(YOUR GOAL)
Can you put the lines from the one holding "Indicate every instance of the face" through the end of the rows, both ends included, into a numbered list with blank lines left out?

===============

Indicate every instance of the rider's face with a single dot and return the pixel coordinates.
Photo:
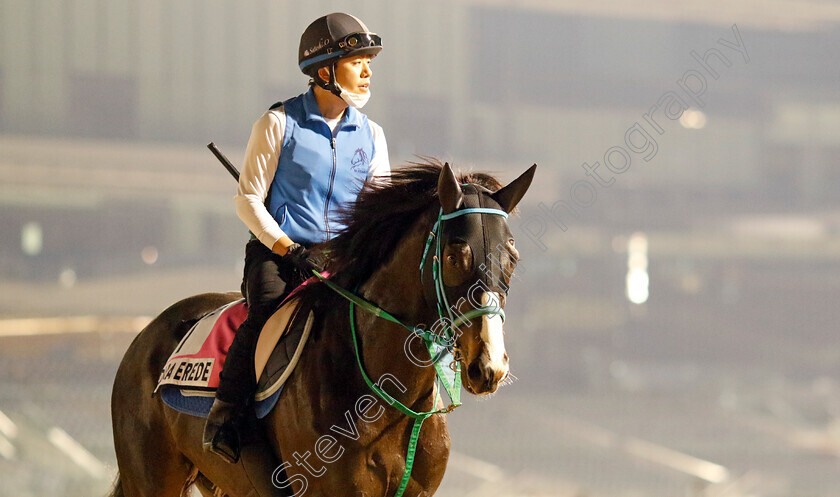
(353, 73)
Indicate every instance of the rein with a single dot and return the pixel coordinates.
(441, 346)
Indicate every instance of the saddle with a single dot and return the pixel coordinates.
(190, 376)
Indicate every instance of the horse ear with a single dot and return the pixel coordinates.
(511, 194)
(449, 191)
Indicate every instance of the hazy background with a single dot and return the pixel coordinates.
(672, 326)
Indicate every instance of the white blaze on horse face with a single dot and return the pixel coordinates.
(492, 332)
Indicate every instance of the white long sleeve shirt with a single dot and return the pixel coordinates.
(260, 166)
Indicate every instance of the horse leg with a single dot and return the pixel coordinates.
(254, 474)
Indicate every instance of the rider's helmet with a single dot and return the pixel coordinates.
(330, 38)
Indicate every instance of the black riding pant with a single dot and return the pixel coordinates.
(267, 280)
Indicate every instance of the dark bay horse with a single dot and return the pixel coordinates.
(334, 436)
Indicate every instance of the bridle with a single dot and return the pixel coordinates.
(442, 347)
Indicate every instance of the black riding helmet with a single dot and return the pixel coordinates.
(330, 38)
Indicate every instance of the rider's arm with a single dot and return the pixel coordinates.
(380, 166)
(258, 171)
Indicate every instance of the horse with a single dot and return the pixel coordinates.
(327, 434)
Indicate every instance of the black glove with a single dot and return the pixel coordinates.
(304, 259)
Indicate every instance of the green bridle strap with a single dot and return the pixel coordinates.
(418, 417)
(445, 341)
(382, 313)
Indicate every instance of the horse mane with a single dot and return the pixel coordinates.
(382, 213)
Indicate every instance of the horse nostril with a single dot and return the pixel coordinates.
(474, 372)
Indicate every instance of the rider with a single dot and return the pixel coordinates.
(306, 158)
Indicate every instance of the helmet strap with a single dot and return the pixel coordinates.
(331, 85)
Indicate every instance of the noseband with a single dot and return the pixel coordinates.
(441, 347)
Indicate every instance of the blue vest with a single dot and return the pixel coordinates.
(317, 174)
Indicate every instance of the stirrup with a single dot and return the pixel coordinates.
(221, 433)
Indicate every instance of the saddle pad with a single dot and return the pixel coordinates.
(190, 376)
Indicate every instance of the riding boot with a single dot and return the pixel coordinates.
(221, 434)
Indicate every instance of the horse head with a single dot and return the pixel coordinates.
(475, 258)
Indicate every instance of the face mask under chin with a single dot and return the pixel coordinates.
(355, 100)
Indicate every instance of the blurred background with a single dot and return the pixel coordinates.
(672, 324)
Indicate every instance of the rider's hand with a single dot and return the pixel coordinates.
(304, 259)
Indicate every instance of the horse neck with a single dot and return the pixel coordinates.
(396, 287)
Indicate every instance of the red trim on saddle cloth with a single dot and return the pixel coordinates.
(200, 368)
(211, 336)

===============

(WORKED ANSWER)
1. Indicate every instance of the face mask under chin with a single dot and return the pixel coordinates.
2. (355, 100)
3. Indicate every instance of the blurred background with a single dot and return the pixel coordinates.
4. (672, 324)
5. Indicate every instance of the rider's hand with a single dot and return the pixel coordinates.
6. (304, 259)
7. Indicate every instance of the horse neck with a single dot and return the pixel coordinates.
8. (396, 287)
9. Indicate every instance of the red trim on saddle cloth with a single dot and return the pixel coordinates.
10. (200, 368)
11. (211, 336)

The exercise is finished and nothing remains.